All posts by shanenickerson

Executive Producer of Rob Dyrdek's Fantasy Factory and Ridiculousness on MTV. Father of three. I hate onions.

Guest Blog by Shane Nickerson: Endgame

Shane Nickerson is a guy who does stuff. He writes every day at nickerblog.com.

So, I never told you the Vegas story and now we’re out of time. Dammit. You would have liked it. It had laughs and drinks and delicious meals and gambling and foibles.

I have no idea what foibles means.

Point is, I’ll leave the Vegas story for another time. Unlike Wil, I didn’t take detailed notes all weekend in my Moleskine. Also, I don’t have a proper picture of three grown men holding giant plastic party drinks at a Let It Ride table because someone in the group (name rhymes with Bil) thought it would be hilarious and insisted on sticking with the bit even when we begged him for the bit to be over. BEGGED! I eventually paid our friend Ryan [drunk amount of] dollars to pound one of the stupid drinks in under a minute. He did. Like I said, there is video.

• **DATA EXTRACT**:
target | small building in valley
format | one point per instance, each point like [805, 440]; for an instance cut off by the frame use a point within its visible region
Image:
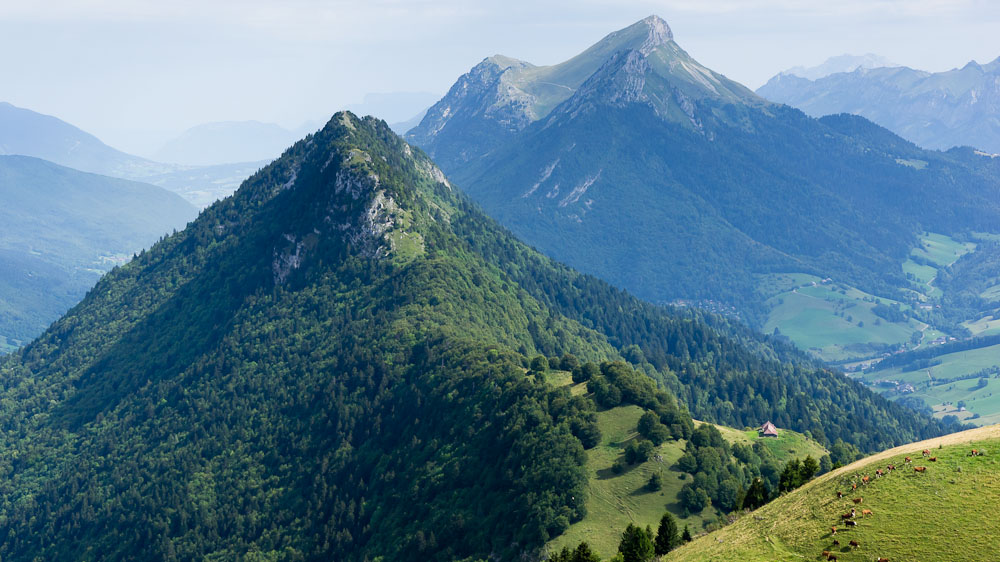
[768, 430]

• **GIVEN EXERCISE**:
According to the guest blog post, where does Shane Nickerson write every day?

• **SOLUTION FOR THIS EXERCISE**:
At nickerblog.com.